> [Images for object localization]

^^^^^^^^^^^^^^^^

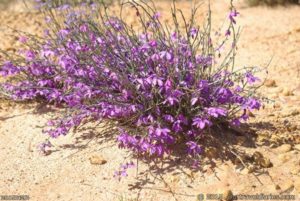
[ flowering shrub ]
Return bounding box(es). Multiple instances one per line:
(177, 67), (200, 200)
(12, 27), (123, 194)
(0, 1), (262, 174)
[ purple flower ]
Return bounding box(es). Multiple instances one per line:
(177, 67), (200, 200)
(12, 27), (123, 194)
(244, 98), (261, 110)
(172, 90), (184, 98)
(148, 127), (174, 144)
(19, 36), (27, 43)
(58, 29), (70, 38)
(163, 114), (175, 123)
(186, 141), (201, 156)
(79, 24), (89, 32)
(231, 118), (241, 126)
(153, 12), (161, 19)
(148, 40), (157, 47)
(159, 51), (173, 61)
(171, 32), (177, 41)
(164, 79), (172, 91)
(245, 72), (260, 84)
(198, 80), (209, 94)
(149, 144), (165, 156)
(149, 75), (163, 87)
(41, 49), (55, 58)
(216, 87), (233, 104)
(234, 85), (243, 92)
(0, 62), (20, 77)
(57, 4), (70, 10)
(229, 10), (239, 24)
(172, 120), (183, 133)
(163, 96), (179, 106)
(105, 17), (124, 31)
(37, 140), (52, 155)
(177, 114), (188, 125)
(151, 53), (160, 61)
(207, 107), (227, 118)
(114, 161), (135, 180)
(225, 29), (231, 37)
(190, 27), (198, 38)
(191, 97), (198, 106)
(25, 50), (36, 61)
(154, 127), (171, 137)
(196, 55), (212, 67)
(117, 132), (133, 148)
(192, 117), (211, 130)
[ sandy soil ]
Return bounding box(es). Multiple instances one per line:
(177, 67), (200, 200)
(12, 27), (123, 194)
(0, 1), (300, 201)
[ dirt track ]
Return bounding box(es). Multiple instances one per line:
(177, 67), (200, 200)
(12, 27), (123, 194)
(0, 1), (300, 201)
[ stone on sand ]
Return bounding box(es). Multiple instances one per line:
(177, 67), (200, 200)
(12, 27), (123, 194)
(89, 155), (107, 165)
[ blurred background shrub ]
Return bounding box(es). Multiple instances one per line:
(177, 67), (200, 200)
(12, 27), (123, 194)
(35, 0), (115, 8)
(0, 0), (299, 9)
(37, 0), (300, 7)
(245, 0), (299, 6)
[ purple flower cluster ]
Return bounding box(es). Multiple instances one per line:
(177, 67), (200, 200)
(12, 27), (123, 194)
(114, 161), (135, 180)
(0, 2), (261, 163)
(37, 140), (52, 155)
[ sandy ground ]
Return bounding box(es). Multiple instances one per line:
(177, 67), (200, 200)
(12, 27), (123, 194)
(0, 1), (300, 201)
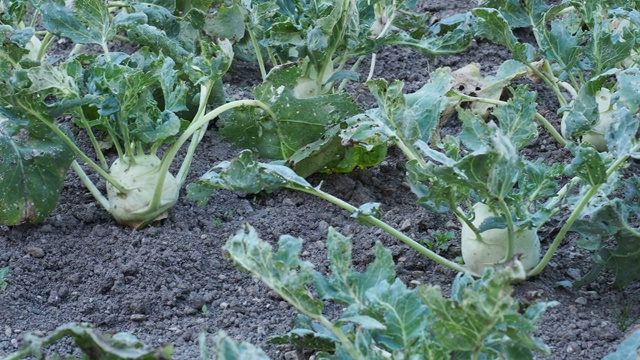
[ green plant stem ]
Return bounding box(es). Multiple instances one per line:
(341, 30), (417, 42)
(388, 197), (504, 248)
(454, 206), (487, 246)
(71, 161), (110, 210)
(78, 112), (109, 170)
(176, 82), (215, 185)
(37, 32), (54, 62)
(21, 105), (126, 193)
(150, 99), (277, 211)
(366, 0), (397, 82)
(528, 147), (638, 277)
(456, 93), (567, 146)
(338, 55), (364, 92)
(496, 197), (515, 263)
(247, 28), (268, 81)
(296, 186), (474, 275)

^^^^^^^^^^^^^^^^

> [Problem statement]
From the entries above, return each line with the word "shrub" in it.

> [Response box]
[ flowering shrub ]
[ blurred background shrub ]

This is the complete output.